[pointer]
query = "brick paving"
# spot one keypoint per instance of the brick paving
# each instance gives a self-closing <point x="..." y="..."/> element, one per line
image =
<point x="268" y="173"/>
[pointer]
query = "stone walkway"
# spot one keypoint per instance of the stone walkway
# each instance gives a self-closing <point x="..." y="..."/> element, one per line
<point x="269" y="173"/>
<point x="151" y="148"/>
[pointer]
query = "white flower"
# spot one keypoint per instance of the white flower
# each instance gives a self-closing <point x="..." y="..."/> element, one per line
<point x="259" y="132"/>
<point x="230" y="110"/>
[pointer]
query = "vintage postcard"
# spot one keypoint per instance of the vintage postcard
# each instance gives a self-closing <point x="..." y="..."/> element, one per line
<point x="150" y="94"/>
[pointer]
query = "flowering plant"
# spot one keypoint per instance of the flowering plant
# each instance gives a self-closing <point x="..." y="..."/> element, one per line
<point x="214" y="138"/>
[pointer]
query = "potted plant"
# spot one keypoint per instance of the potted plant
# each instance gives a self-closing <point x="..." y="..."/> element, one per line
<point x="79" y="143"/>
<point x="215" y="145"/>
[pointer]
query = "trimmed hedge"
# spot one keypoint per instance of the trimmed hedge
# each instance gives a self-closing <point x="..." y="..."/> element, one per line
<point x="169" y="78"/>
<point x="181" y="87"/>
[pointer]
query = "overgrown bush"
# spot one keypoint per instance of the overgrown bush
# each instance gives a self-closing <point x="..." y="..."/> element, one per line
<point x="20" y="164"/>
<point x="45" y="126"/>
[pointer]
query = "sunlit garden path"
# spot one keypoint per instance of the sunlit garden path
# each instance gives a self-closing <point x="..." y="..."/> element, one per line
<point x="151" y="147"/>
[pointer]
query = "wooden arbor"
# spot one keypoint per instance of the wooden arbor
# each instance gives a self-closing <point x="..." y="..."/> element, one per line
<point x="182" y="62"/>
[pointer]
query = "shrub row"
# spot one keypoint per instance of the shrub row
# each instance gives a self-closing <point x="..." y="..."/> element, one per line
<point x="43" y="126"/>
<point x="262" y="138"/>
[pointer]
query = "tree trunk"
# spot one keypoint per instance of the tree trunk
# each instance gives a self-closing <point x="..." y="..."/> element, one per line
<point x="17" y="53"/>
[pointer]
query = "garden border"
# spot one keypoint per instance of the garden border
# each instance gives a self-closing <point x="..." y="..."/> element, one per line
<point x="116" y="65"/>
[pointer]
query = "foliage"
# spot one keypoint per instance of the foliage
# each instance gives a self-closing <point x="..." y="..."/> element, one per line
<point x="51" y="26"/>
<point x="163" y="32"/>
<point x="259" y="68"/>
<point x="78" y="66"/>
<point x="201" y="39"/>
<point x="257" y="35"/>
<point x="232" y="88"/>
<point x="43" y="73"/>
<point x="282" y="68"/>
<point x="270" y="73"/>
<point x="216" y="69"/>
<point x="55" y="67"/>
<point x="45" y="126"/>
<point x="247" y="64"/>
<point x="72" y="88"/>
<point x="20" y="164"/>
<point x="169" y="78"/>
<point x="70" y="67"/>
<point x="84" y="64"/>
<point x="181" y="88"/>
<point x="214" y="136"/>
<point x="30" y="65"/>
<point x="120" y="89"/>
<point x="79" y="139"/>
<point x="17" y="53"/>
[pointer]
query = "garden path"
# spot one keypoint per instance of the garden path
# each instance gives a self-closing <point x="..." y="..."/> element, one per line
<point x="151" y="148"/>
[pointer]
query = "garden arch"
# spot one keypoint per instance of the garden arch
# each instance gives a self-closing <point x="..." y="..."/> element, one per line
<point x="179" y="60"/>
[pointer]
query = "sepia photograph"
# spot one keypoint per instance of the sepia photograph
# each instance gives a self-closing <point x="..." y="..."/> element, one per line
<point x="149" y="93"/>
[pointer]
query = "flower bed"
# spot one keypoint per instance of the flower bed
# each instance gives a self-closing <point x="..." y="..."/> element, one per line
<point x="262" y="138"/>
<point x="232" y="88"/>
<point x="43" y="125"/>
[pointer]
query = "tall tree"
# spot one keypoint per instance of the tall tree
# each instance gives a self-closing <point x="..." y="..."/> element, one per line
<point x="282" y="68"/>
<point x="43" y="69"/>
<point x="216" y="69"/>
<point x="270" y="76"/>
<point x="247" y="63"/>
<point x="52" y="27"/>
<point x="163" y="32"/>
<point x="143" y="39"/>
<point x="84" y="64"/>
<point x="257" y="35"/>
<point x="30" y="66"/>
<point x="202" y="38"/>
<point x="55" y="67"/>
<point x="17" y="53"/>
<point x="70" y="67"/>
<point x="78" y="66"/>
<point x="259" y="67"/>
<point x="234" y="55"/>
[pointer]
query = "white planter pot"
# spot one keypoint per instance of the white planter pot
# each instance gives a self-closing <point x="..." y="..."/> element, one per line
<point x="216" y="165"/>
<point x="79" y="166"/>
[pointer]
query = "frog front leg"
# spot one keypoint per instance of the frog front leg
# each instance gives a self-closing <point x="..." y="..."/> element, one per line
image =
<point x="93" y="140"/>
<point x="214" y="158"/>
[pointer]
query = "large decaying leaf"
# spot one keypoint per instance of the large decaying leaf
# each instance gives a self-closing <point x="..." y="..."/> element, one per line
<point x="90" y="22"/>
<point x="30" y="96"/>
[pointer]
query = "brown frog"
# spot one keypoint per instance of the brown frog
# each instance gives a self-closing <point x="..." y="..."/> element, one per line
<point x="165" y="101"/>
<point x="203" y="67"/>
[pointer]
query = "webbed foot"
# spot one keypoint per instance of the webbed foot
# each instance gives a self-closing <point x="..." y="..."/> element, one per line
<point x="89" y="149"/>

○ ○ ○ ○

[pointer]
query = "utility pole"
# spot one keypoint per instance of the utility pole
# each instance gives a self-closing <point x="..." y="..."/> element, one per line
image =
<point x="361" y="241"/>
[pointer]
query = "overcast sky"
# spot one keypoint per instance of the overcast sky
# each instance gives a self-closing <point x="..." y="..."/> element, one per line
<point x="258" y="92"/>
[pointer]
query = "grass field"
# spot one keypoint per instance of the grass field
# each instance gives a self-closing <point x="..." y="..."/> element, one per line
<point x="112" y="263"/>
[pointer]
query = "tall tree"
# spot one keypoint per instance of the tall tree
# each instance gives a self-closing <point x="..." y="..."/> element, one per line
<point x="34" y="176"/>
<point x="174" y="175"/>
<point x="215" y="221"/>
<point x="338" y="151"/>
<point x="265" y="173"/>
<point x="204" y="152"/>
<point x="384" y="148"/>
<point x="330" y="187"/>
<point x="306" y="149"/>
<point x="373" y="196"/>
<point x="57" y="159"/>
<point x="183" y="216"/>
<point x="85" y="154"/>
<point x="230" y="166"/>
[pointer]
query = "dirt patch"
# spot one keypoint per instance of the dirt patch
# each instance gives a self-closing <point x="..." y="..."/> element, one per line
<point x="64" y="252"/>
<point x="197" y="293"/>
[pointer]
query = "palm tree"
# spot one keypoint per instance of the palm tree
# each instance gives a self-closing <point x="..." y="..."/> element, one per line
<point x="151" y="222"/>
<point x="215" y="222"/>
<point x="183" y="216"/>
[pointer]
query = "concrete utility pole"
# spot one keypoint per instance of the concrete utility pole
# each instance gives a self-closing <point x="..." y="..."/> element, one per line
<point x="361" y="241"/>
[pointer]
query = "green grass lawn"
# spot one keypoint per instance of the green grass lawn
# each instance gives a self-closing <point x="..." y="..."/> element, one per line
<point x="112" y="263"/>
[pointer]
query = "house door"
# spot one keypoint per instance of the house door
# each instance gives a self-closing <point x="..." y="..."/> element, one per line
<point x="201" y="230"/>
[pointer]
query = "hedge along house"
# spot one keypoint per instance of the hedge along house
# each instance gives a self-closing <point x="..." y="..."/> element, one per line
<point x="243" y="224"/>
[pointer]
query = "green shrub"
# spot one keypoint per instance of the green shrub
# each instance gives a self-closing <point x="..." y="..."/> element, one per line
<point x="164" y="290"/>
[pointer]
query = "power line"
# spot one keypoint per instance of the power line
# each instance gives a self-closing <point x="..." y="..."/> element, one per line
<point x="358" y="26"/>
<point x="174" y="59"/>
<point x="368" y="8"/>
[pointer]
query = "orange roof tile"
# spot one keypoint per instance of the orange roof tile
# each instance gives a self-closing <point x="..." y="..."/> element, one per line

○ ○ ○ ○

TASK ITEM. Which lines of the data include "hedge"? Copy each of them.

COMPLETED TASK.
query = "trimmed hedge"
# spot one keypoint per instance of the trimmed hedge
query = "hedge along house"
# spot one keypoint per instance of the hedge along house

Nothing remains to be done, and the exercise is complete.